Wojciech Buczkowski: Decyzja nie jest ostateczna, dlatego tym bardziej nie mogę jej komentować.
maslov: Mam takie spostrzeżenie odnośnie tego niekończącego się trendu bocznego. Wszystko jest pochodną wyników spółki. Patrząc na dynamikę wyników (EBITDA, zysk netto), to nie ma się czemu dziwić, że kurs wygląda jak wygląda.
Wojciech Buczkowski: Te stwierdzenia jedynie wskazują, że być może dzisiaj tego typu spółki przy takich wskaźnikach są właśnie w ten sposób wyceniane przez rynek.
Jack: Jak ktoś nie sprzeda akcji w wezwaniu a spółka ogłosi przymusowy wykup to po jakiej to cenie i jak to by wygladalo?
Wojciech Buczkowski: Wszyscy otrzymają tę samą cenę, za wszystkie akcje. Niezależnie czy w wezwaniu czy w ramach przymusowego wykupu. Ostateczna cena to 7,18 zł.
Mati: Czy toczą się jakieś postępowania dotyczące rozliczenia VAT przeciwko Komputronikowi?
Wojciech Buczkowski: Nie ma takich postępowań.
Warszawiak: Jakie korzyści czerpał Komputronik z bycia spółką giełdową? Czy naprawdę dzisiaj już tych korzyści nie ma?
Wojciech Buczkowski: W 2007 roku, gdy giełdą żyła cała Polska i inwestował niemal każdy, status spółki giełdowej oznaczał prestiż. To jednak się w ciągu tych 10 lat zdewaluowało. W końcu nasi kontrahenci znają nas i status spółki giełdowej nie ma takiego znaczenia. Korzyści nie ma żadnych, obowiązków i kosztów jest mnóstwo (taka jest moja ocena)

* [Zadanie A]
Jaką ostateczną cenę za akcję podaje Wojciech Buczkowski w rozmowie o Komputroniku?
* [Zadanie B]
Proszę przedstawić w formie krótkiej listy wypowiedź z rozmowy o Komputroniku rozpoczynającą się od słów „W 2007 roku, gdy giełdą żyła cała Polska”, zachowując jej główne fakty.
* [Zadanie C]
Proszę dokończyć rozmowę o Komputroniku, pisząc jej dalszy ciąg od miejsca, w którym się urywa.
Dane stanowią odrębny materiał, niezależny od rozmowy o Komputroniku.

* [Dane]
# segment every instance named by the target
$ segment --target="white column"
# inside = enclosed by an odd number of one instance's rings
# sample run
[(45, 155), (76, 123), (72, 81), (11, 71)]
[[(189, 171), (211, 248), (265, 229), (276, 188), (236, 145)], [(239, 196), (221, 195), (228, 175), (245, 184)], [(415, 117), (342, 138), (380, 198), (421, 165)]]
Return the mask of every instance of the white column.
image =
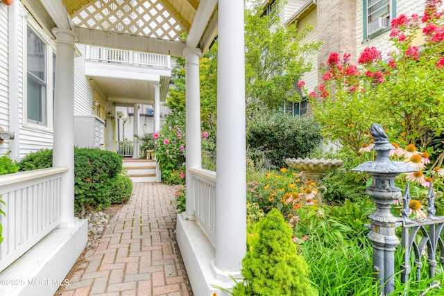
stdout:
[(20, 160), (20, 129), (19, 128), (19, 3), (12, 3), (8, 10), (9, 26), (9, 128), (5, 128), (14, 133), (13, 140), (8, 141), (10, 157), (16, 162)]
[(160, 130), (160, 85), (154, 85), (154, 132)]
[(60, 182), (61, 219), (74, 220), (74, 42), (73, 31), (53, 28), (57, 38), (53, 166), (67, 166)]
[(219, 1), (218, 17), (216, 266), (234, 272), (246, 251), (244, 1)]
[(201, 168), (200, 146), (200, 90), (199, 82), (199, 57), (202, 51), (199, 49), (186, 48), (183, 51), (185, 57), (186, 75), (186, 110), (187, 110), (187, 171), (185, 173), (187, 216), (194, 216), (194, 193), (192, 178), (189, 172), (190, 168)]
[[(134, 134), (139, 134), (139, 119), (140, 114), (139, 114), (139, 104), (134, 104), (134, 128), (133, 132), (133, 158), (139, 158), (139, 139), (134, 137)], [(129, 117), (129, 116), (128, 116)]]

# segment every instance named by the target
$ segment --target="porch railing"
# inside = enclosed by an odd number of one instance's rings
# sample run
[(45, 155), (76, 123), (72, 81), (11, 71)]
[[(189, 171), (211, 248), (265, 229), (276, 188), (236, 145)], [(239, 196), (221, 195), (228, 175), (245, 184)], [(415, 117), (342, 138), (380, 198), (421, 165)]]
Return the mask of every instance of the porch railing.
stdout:
[[(143, 143), (142, 140), (139, 141), (139, 155), (142, 155), (140, 147)], [(134, 143), (133, 141), (116, 141), (116, 152), (118, 155), (123, 157), (133, 156), (134, 153)]]
[(216, 245), (216, 172), (194, 168), (189, 171), (193, 175), (194, 216)]
[(60, 223), (60, 178), (67, 168), (50, 168), (0, 176), (3, 241), (0, 271)]
[(102, 62), (169, 69), (169, 55), (87, 46), (86, 59)]

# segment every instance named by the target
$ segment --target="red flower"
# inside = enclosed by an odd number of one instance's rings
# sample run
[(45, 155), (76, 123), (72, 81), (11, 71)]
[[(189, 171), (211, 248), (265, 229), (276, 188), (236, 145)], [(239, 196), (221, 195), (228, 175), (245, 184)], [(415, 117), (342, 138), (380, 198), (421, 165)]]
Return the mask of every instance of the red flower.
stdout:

* [Odpowiedź końcowa A]
7,18 zł.

* [Odpowiedź końcowa B]
- W 2007 roku, gdy niemal każdy inwestował na giełdzie, status spółki giełdowej oznaczał prestiż.
- W ciągu 10 lat ten prestiż się zdewaluował.
- Kontrahenci znają spółkę, więc status giełdowy nie ma dla nich takiego znaczenia.
- Według Wojciecha Buczkowskiego status ten nie przynosi żadnych korzyści, a wiąże się z mnóstwem obowiązków i kosztów.

* [Odpowiedź końcowa C]
Piotr: Całkiem niedawno zadeklarował an że nie jest przewidywana dywidenda właściwie dlaczego przecież Komputronik pokazał całkiem przyzwoity wyniki finansowe za ostatni rok obrotowy
Wojciech Buczkowski: Sytuacja na rynku, głównie brak sentymentu ze strony ubezpieczycieli i zbyt małe limity kredytów handlowych, motywują wyraźnie do akumulowania i zasilania kapitału obrotowego.
Czempion: A jak wyglądają perspektywy spółki?
Wojciech Buczkowski: Zapraszam do zapoznania się ze sprawozdaniem finansowym i listem do akcjonariuszy. To szeroki temat i trudno opisać go w ramach odpowiedzi na pytanie zadane za pomocą chatu.
KrzysztofK: A ile rocznie kosztuje obecność na giełdzie?
Wojciech Buczkowski: Trudno jednoznacznie to oszacować. Jednak opłaty do KDPW, opłaty dla akcjonariuszy za depozyt akcji na koncie, sztab prawników, szkolenia, rozbudowane audyty .. to są setki tysięcy złotych rocznie.
Akcjonariusz: Ile wg pana warta jest jedna akcja spółki Komputronik?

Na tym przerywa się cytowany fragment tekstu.